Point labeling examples
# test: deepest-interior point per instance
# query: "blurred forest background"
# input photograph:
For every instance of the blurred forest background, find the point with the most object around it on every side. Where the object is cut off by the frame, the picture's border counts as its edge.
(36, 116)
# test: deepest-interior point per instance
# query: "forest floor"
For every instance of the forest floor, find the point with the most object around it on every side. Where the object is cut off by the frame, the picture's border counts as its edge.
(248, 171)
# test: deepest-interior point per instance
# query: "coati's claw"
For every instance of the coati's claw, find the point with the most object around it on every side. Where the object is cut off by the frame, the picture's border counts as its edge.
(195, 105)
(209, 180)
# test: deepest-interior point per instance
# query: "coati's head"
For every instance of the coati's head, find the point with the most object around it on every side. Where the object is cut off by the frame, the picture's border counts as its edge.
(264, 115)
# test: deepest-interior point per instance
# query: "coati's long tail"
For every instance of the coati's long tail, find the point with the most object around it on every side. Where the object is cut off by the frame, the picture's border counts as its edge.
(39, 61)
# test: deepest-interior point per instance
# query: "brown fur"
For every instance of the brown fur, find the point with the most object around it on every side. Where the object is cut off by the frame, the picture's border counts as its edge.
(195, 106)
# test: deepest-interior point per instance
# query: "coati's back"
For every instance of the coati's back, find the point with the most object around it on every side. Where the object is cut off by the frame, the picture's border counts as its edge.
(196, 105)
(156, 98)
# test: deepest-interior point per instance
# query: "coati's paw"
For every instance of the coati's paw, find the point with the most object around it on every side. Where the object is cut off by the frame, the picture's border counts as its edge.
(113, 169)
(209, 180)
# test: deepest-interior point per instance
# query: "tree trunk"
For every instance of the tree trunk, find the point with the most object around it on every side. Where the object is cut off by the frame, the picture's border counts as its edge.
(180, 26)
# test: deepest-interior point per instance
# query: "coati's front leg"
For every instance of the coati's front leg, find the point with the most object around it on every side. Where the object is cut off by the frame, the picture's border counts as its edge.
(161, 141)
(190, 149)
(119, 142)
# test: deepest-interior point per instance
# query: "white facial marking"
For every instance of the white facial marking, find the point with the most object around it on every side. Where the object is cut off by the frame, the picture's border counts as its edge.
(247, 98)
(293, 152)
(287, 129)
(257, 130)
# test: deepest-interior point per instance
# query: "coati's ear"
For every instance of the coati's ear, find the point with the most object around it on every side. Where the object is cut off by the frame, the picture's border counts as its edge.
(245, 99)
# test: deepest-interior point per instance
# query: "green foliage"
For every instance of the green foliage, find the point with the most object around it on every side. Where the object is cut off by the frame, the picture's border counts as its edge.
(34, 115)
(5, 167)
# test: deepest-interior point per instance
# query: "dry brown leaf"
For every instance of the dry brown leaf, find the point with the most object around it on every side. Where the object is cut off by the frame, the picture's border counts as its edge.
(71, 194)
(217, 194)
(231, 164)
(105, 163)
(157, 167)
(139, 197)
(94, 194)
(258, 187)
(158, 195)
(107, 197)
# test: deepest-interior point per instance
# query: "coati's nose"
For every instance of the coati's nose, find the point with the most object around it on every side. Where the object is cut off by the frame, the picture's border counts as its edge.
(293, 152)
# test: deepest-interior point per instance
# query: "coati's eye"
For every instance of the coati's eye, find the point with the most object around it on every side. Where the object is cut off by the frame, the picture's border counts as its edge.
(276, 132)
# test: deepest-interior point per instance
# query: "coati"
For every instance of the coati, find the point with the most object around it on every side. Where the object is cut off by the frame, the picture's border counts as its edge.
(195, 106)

What this task involves = From the items above, keep only the lines that contain the string "background" and drop all the others.

Task answer =
# query: "blurred forest background"
For every instance of the blurred forest background, find the point with the most object around it on every side. Where the object is cut off by the frame, the picture's border counts as its edge.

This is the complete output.